▶ To-do list
**1)** Which companies does the article on corporate tax rates name among those that paid far less than the statutory rate from 2008 to 2010?
**2)** In the article on corporate tax rates, what average effective tax rate did the Business Roundtable report for U.S.-based companies in the 2006-2009 period?
**3)** Carry the article on corporate tax rates further, picking up after its last sentence.

▶ Passage provided
##############################

First Posted: 06/01/11 04:54 PM ET Updated: 08/01/11 06:12 AM ET

WASHINGTON (Kevin Drawbaugh) - Twelve big U.S. companies paid far less than the statutory corporate tax rate from 2008 to 2010, despite making substantial profits in that period, said a report released on Wednesday.

With the Obama administration drafting a corporate tax reform plan, the report found General Electric Co, American Electric Power Co Inc, DuPont Co and nine other companies had a negative 1.5 percent tax rate on $171 billion in profits over the three years studied.

"Not a single one of these companies paid anything close to the 35 percent statutory tax rate," said the report from Citizens for Tax Justice, a left-leaning group based in Washington that promised more details later this year.

The White House and Congress are considering an overhaul of the corporate tax system as a partial solution to the federal deficit, projected to hit $1.4 trillion this year.

Critics say tax loopholes promoted by corporate lobbyists and enacted by Congress are to blame for a system that lets companies avoid taxes, usually in perfectly legal ways.

Some business leaders have said they could live with closing some of these loopholes, but in return, they have said they want the statutory tax rate lowered. It is among the highest rates in the industrialized world.

Both President Barack Obama and Republicans want to trim the rate. Obama has said he wants to end enough corporate tax breaks to compensate for the revenue that would be lost from a lower rate. Republicans have blasted that as "tax hikes."

The Business Roundtable, a lobbying group for corporate CEOs, issued a report in April that said U.S.-based companies faced an average effective tax rate of 27.7 percent in the 2006-2009 period, more than their non-U.S. competitors.

The debate promises to go on for months and possibly years. U.S. Treasury Secretary Timothy Geithner last week predicted movement on tax reform later in 2011.

Citizens for Tax Justice produced a report in the 1980s that helped lead to President Ronald Reagan's landmark 1986 tax reforms. Since then, the tax code has become riddled with exemptions, deferrals and other special breaks.

Companies singled out in Citizens for Tax Justice's newest report also included Verizon Communications, Boeing Co, Wells Fargo & Co, FedEx Corp and Exxon Mobil Corp.

##############################

▶ Information shown
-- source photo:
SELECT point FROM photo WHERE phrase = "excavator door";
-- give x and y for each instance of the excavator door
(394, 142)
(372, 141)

##############################

▶ Results of the exercise
**1)** General Electric Co, American Electric Power Co Inc, DuPont Co, Verizon Communications, Boeing Co, Wells Fargo & Co, FedEx Corp, Exxon Mobil Corp

**2)** 27.7 percent

**3)**
'TIP OF ICEBERG'

"These 12 companies are just the tip of the iceberg of widespread corporate tax avoidance," said Bob McIntyre, director of Citizens for Tax Justice, which is working on a broader report covering the Fortune 500 companies.

Elected officials should make "reducing or eliminating the vast array of corporate tax subsidies the centerpiece of any deficit-reduction strategy," he said.

GE spokesman Andrew Williams said the company is "fully compliant with all tax laws. There are no exceptions."

He said GE's 2010 tax rate was low because the company lost billions of dollars in GE Capital, its financial arm, as a result of the global financial crisis. "GE's tax rate will be much higher in 2011 as GE Capital recovers," he said.

Citizens for Tax Justice said that in the 2008-2010 period, 10 of the dozen companies studied enjoyed at least one year in which they were profitable, but paid no taxes.

Exxon Mobil had a 14.2 percent effective tax rate over the 3-year period, the highest of the 12 companies cited in the report, according to the group.

Exxon Mobil spokesman Alan Jeffers said, "Our effective tax rate in this country over the past six years has averaged about 32 percent. Last year our total taxes and duties to the U.S. government were $9.8 billion, which includes an income tax expense of $1.8 billion."

American Electric Power and DuPont did not respond to requests for comment. DuPont effectively paid $258 million in taxes in the first quarter of 2011, a 15.2 percent tax rate.

(Additional reporting by Matthew Daily and Ernest Scheyder in New York, Anna Driver in Houston, Scott Malone in Boston; Editing by Richard Chang)

Copyright 2011 Thomson Reuters. Click for Restrictions.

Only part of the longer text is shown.